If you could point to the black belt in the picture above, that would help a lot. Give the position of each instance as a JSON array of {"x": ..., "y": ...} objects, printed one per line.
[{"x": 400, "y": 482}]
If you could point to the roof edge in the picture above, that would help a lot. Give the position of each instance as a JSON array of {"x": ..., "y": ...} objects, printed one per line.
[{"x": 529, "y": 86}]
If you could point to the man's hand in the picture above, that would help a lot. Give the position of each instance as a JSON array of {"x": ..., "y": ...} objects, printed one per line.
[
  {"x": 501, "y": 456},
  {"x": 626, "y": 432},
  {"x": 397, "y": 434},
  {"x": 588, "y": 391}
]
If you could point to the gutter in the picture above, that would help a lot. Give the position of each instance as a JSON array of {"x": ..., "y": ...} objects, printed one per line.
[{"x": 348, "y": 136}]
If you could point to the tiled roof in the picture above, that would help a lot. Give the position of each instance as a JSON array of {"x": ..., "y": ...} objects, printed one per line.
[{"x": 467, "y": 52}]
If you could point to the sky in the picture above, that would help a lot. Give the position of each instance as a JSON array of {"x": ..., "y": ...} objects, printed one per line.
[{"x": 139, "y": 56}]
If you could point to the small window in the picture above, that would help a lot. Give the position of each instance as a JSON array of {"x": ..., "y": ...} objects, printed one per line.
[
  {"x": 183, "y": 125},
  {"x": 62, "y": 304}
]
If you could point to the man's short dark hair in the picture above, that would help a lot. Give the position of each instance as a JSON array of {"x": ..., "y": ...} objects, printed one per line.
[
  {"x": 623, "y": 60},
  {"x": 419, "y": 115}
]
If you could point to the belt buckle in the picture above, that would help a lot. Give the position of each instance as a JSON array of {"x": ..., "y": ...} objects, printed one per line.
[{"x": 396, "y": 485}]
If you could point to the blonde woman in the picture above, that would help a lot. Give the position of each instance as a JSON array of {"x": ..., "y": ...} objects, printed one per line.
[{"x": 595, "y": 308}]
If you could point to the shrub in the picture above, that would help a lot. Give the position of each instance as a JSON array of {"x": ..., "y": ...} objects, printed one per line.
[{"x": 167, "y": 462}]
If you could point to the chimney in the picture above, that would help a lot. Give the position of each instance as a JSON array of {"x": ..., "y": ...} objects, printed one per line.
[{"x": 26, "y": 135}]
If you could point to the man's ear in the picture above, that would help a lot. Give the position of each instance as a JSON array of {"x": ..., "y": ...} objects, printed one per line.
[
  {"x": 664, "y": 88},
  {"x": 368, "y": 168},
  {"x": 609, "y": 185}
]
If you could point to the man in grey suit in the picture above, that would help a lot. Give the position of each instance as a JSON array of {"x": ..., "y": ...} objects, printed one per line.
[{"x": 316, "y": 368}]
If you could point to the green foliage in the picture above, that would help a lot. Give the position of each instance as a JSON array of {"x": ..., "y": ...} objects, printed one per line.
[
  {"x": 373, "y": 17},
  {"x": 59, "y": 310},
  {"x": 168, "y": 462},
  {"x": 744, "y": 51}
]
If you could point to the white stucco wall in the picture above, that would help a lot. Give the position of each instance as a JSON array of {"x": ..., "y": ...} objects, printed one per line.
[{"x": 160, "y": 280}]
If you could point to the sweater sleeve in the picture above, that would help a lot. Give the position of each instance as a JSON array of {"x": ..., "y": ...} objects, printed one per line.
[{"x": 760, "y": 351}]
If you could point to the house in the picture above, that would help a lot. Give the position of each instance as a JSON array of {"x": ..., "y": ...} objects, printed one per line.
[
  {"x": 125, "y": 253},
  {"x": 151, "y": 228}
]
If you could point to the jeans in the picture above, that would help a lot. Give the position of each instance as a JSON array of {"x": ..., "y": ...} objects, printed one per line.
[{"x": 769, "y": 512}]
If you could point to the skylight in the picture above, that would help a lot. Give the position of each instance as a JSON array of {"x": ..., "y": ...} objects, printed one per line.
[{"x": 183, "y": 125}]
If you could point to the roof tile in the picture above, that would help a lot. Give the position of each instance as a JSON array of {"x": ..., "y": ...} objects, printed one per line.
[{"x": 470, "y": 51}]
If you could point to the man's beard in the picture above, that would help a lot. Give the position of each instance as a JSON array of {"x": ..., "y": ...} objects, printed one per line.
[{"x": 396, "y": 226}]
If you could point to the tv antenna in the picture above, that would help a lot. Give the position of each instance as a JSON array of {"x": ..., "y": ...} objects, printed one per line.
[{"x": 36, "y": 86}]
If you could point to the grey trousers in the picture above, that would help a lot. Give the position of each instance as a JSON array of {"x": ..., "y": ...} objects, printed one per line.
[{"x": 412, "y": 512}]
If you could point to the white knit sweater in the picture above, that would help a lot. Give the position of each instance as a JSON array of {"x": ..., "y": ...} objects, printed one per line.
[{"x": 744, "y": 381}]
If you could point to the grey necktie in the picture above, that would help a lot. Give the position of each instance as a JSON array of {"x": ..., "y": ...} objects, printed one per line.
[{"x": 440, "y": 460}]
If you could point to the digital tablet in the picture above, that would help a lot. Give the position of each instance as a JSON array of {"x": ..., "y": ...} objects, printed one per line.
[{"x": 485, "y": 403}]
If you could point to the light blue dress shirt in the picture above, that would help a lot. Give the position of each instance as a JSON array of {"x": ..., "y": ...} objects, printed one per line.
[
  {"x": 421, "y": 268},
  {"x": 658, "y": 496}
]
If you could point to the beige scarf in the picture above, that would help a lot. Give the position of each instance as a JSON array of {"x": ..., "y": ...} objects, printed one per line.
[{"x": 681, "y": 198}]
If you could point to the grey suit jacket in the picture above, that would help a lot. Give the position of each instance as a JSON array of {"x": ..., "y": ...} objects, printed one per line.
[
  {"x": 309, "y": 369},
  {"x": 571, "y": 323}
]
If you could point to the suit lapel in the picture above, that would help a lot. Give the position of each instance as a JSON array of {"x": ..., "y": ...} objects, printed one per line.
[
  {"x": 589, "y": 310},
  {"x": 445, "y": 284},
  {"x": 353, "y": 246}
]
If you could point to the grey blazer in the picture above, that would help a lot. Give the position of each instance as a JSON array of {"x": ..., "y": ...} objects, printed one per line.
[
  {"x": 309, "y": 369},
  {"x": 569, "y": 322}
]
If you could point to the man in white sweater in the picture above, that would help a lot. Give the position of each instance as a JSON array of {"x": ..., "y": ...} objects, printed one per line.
○ ○ ○ ○ ○ ○ ○
*Task to carry out*
The output should match the records above exactly, line for line.

*Written response*
If you could point to the black belt in the picture above, that would help a lot. Give the position of each instance as a JSON array of {"x": ..., "y": ...} objects, printed one per line.
[{"x": 400, "y": 482}]
If you could point to the roof edge in the picture above, that would help a lot. Give the position of each instance as a JSON array of {"x": ..., "y": ...} objects, printed one per line.
[{"x": 529, "y": 86}]
If you could point to the man's hand in the picture above, that would help a lot. Give the position of each instance as a JSON array of {"x": ..., "y": ...} objects, printed one per line.
[
  {"x": 501, "y": 456},
  {"x": 626, "y": 432},
  {"x": 397, "y": 434},
  {"x": 588, "y": 391}
]
If you could point to the gutter in the picture above, that would help a lot. Give the position of each instance as a JSON array of {"x": ..., "y": ...} objects, printed one per line.
[{"x": 348, "y": 136}]
If you could point to the tiled roof in the picture above, that would help a lot. Give the position of each instance as a JSON array of {"x": ..., "y": ...} objects, printed one per line.
[{"x": 467, "y": 52}]
If you could point to the sky in the picture above, that would help a lot. Give the position of each instance as a JSON array of {"x": ..., "y": ...} objects, printed one per line.
[{"x": 139, "y": 56}]
If you could point to the small window in the picture above, that would help a lot. Give the position of each instance as a JSON array of {"x": ..., "y": ...} objects, printed one per line.
[
  {"x": 183, "y": 125},
  {"x": 62, "y": 304}
]
If you could point to the man's short dark hair in the picture above, that would help a lot. Give the position of each instance as a JSON array of {"x": ..., "y": ...} objects, printed one per line.
[
  {"x": 623, "y": 60},
  {"x": 419, "y": 115}
]
If you could point to the belt buckle in the picture above, that would help a lot. Give the position of each instance as a JSON array of {"x": ..., "y": ...} objects, printed one per line.
[{"x": 396, "y": 485}]
If you could point to the blonde woman in the picture above, that would help a lot. Give the position of each instance as a JSON array of {"x": ..., "y": ...} objects, printed one per line.
[{"x": 595, "y": 308}]
If you could point to the shrub in the picture above, that would help a lot. Give the position of each instance as a JSON array of {"x": ..., "y": ...} objects, printed one per line.
[{"x": 167, "y": 462}]
If you could point to the chimney in the picture above, that would help a lot. Give the position of each instance as a JSON array of {"x": ..., "y": ...} objects, printed one per line.
[{"x": 26, "y": 135}]
If you could point to the man's ear in the picture above, that would help a lot. Give the position of each instance as a JSON array of {"x": ..., "y": ...} objects, printed one per line.
[
  {"x": 664, "y": 88},
  {"x": 368, "y": 168},
  {"x": 609, "y": 185}
]
If you could point to the man in grey suit in the picture above, that would help a lot. Give the position of each instance as a JSON array of {"x": ..., "y": ...} objects, printed one per line.
[{"x": 316, "y": 368}]
If you could point to the green foliage in the picture above, that would help a lot. Give the position of each instance as a JSON array of {"x": ..., "y": ...} objects, printed one per line.
[
  {"x": 373, "y": 17},
  {"x": 59, "y": 310},
  {"x": 168, "y": 462},
  {"x": 744, "y": 51}
]
If you could point to the white stucco wall in the picture above, that would help a lot. Give the position of each instance as a JSON array of {"x": ..., "y": ...} objects, printed one per line.
[{"x": 160, "y": 280}]
If you could point to the sweater sleeve in the picture above, that would help a lot. Give the position of each instance as a JSON array of {"x": ..., "y": ...} objects, printed one per line.
[{"x": 760, "y": 351}]
If you could point to the house in the picture above, that would help a lot. Give the position of each instance as a JSON array of {"x": ..., "y": ...} objects, printed one per line.
[
  {"x": 125, "y": 253},
  {"x": 151, "y": 228}
]
If you could point to the jeans in the picture above, that would help a lot. Give the position of each instance as a JSON array of {"x": ..., "y": ...} objects, printed one per line.
[{"x": 769, "y": 512}]
If you could point to the skylight in the picture above, that would help a lot. Give the position of each instance as a JSON array of {"x": ..., "y": ...} objects, printed one per line.
[{"x": 183, "y": 125}]
If you could point to the roof tile in the picture above, that would help a lot. Give the position of each instance as a JSON array of {"x": ..., "y": ...} objects, printed one per line.
[{"x": 470, "y": 51}]
If you could point to the man's beard in the picture above, that would help a lot. Give the position of each instance as a JSON array of {"x": ..., "y": ...} objects, printed one per line.
[{"x": 396, "y": 226}]
If you could point to the tv antenna in the picture above, that would help a lot. Give the position of each instance as a JSON array of {"x": ..., "y": ...} objects, printed one per line.
[{"x": 36, "y": 86}]
If you could point to the grey trousers in the picture above, that would help a lot. Give the position of each instance as a JSON array of {"x": ..., "y": ...} objects, printed one per line.
[{"x": 412, "y": 512}]
If you could point to the white knit sweater in the picture above, that would help a lot. Give the position of each instance as a JSON array of {"x": ..., "y": ...} objects, printed one per line.
[{"x": 744, "y": 381}]
If you could point to the grey necktie in the picture above, that would help a lot. Give the position of each instance as a JSON array of {"x": ..., "y": ...} objects, printed one per line.
[{"x": 440, "y": 460}]
If you could point to the digital tablet in the picture above, that would help a lot. Give the position of each instance as a JSON array of {"x": ..., "y": ...} objects, printed one per line.
[{"x": 485, "y": 403}]
If you could point to the light blue dress shirt in the picture above, that would help a lot. Give the position of each instance as a JSON array of {"x": ..., "y": ...} objects, printed one per line.
[
  {"x": 421, "y": 268},
  {"x": 658, "y": 496}
]
If you could point to the beige scarf in the picture above, that would help a lot. Give the position of each instance as a JSON array of {"x": ..., "y": ...} objects, printed one per line.
[{"x": 681, "y": 198}]
If you could point to the grey suit jacket in the picture above, that would help a lot. Give the position of each instance as a JSON array of {"x": ..., "y": ...} objects, printed one per line.
[
  {"x": 309, "y": 369},
  {"x": 571, "y": 323}
]
If you could point to the suit lapel in the picture above, that would help a lot. Give the position of each instance as a JSON array of {"x": ..., "y": ...} objects, printed one per line.
[
  {"x": 589, "y": 310},
  {"x": 445, "y": 284},
  {"x": 353, "y": 246}
]
If you could point to the grey blazer in the picture above, that would help a lot. Give the position of each instance as a JSON array of {"x": ..., "y": ...} objects, printed one per line.
[
  {"x": 309, "y": 369},
  {"x": 569, "y": 322}
]
If you could point to the man in white sweater in the picture above, that would help a lot. Give the position of each instance as a JSON array of {"x": ..., "y": ...} objects, printed one per line.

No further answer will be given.